EXERCISE OBJECTIVE
A word-for-word transcript of every entry is required.

RECORDS TO USE
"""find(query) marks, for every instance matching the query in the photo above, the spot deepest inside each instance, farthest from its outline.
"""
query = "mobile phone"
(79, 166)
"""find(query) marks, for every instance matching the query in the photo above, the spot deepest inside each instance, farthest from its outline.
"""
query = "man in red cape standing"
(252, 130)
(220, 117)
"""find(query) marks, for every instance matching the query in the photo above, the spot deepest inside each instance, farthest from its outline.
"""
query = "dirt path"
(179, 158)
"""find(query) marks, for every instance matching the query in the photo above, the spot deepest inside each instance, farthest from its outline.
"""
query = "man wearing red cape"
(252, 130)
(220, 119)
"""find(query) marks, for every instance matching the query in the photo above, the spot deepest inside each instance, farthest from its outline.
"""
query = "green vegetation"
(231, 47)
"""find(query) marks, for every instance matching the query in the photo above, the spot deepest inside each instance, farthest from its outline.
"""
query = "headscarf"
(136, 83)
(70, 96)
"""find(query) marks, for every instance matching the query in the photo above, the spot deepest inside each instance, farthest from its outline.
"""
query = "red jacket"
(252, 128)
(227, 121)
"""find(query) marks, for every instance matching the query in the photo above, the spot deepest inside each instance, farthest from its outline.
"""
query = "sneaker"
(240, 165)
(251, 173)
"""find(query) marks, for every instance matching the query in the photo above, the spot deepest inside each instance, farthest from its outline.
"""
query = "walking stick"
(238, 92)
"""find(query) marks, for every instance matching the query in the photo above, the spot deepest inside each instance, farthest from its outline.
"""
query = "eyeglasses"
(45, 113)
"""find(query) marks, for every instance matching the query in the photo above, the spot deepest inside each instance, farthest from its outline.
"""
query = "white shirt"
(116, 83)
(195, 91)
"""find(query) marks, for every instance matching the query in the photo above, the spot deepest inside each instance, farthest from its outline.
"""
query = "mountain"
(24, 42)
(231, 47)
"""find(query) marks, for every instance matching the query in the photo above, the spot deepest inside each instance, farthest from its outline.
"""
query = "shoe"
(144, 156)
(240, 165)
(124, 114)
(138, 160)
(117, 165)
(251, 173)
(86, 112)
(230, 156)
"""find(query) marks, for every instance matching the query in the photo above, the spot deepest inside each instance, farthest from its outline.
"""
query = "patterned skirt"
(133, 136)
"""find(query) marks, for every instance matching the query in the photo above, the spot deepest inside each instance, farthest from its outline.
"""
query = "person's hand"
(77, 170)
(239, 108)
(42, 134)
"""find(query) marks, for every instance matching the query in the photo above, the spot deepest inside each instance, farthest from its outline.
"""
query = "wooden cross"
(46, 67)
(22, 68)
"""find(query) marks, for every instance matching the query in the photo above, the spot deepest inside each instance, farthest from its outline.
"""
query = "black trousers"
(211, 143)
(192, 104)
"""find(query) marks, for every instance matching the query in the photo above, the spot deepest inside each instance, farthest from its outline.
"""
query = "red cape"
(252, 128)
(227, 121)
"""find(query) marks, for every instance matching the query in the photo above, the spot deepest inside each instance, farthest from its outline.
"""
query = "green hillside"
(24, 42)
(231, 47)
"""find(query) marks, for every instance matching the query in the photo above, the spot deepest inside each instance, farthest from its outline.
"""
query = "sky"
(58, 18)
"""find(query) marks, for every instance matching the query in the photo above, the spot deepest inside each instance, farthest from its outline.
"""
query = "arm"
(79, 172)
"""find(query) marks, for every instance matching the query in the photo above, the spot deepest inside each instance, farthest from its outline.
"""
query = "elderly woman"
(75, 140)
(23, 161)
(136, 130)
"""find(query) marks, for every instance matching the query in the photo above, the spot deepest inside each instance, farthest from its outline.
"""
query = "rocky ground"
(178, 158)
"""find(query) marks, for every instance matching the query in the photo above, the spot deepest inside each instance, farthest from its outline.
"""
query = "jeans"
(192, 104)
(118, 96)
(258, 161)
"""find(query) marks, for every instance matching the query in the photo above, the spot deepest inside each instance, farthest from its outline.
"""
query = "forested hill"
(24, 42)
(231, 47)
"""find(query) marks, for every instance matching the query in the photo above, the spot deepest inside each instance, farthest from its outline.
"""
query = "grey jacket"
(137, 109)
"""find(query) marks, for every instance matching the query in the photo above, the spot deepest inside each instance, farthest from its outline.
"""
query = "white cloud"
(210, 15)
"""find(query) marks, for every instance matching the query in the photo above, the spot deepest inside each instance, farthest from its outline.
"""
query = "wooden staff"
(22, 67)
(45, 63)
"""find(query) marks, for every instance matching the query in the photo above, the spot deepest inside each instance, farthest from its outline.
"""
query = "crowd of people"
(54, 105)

YOUR RESPONSE
"""find(query) marks, for every instance matching the query in the photo above, the spot deepest inside each instance, farthest from its outline.
"""
query = "mobile phone"
(79, 166)
"""find(query) marks, for every instance matching the query in the photo above, the spot deepest inside each instance, farthest from its outline.
"""
query = "man in red cape standing"
(252, 130)
(220, 117)
"""find(query) marks, for every instance matching the query in the photo above, the spot deepest inside each instance, farthest from its outline.
"""
query = "dirt path"
(179, 158)
"""find(query) marks, for every instance matching the query in the photo above, the spot deepest inside each instance, farthest from its outline.
"""
query = "man wearing red cape"
(252, 130)
(220, 119)
"""find(query) marks, for every instance matching the query in the photo above, the spot deepest inside each instance, farthest from its outline.
"""
query = "green vegetation"
(231, 47)
"""find(query) marks, for every instance matching the query in the photo above, the spot deepest inside each instance, farthest from its outline.
"""
query = "headscarf"
(136, 83)
(70, 96)
"""find(query) marks, for every instance matching the query in the photo above, the spot deepest inside each instance, farthest from its outline.
"""
query = "red jacket"
(252, 128)
(227, 121)
"""find(query) marks, for every instance matching the query in the photo above, the spot deepest inside each instance, farthest from its outline.
"""
query = "sneaker"
(240, 165)
(251, 173)
"""find(query) marks, for every instance matching the query in the photo above, the spot deepest inside each instance, farthest from its outline.
"""
query = "walking stick"
(238, 92)
"""find(query) marks, for every instance matching the query in the photo above, the spot deepest inside each instance, farthest from its outline.
"""
query = "eyeglasses"
(45, 113)
"""find(query) marks, for every instance matching the query in the photo above, the spot deepest inside each instance, farthest from its outline.
"""
query = "white shirt"
(116, 83)
(195, 91)
"""find(query) marks, for every instance matching the query in the photo above, the spot deepest inside each instance, farthest from its outline.
"""
query = "mountain"
(24, 42)
(231, 47)
"""find(query) marks, for every instance matching the query in the photo above, the spot deepest inside each instance, farthest from its outline.
"""
query = "shoe"
(144, 156)
(240, 165)
(124, 114)
(138, 160)
(117, 165)
(251, 173)
(86, 112)
(230, 156)
"""find(query) marks, for every instance matching the query in the photo above, the spot deepest inside each instance, farthest from its outline.
"""
query = "patterned skirt"
(133, 136)
"""find(query) marks, for every instance matching the query in the photo above, the spot deepest inside each instance, farthest from its outline.
"""
query = "person's hand"
(77, 170)
(239, 108)
(42, 134)
"""find(query) marks, for every instance matching the query in the photo above, the spot deepest inside each instance, farthest from its outline.
"""
query = "wooden cross"
(46, 67)
(22, 68)
"""find(query) marks, for every instance matching the query in the photo above, the spot deepest inside each instance, farthest from its outline.
"""
query = "black trousers"
(211, 143)
(192, 104)
"""find(query) marks, for every instance matching the query in the photo above, the spot deepest inside each instance, farthest from its outline.
"""
query = "red cape"
(252, 128)
(227, 121)
"""find(query) marks, for every instance matching the query in the photo above, the spot deepest inside each instance, farthest from its outline.
"""
query = "green hillside"
(24, 42)
(231, 47)
"""find(query) marks, for every instance matching the query in the photo above, the spot deepest inside each instance, farthest from its outline.
"""
query = "sky"
(58, 18)
"""find(query) marks, for every instance matching the query in the photo above, the spot deepest inside each instance, farthest from its outline.
"""
query = "arm"
(79, 172)
"""find(query) marks, for every instance matching the query in the photo above, the spot deepest inside each instance, farthest from its outline.
"""
query = "elderly woman"
(75, 140)
(23, 161)
(136, 130)
"""find(query) marks, for every instance matching the query in the photo above, the spot deepest inside each instance, farthest from its outline.
"""
query = "rocky ground"
(178, 158)
"""find(query) marks, for every instance matching the query in the photo above, the spot deepest inside each instance, farthest from its outline.
"""
query = "jeans"
(192, 104)
(118, 96)
(258, 161)
"""find(query) marks, for every instance matching the query in the photo above, the spot deepest inside each instance, farthest from its outline.
"""
query = "forested hill"
(24, 42)
(231, 47)
"""find(query) marks, for every instance matching the query in the photo above, the spot deepest inside each instance, farthest from its outline.
"""
query = "grey jacket"
(137, 109)
"""find(query) marks, for every instance matching the query in the photo above, the spot deepest inside each instance, farthest from its outline.
"""
query = "white cloud"
(210, 15)
"""find(query) marks, for every instance matching the query in the photo above, the spot deepest inside each instance, farthest from its outline.
"""
query = "wooden staff"
(22, 67)
(45, 63)
"""find(query) marks, for every instance matching the query in the photo above, the spot deepest inside each instance, farthest from its outline.
"""
query = "crowd of people"
(54, 105)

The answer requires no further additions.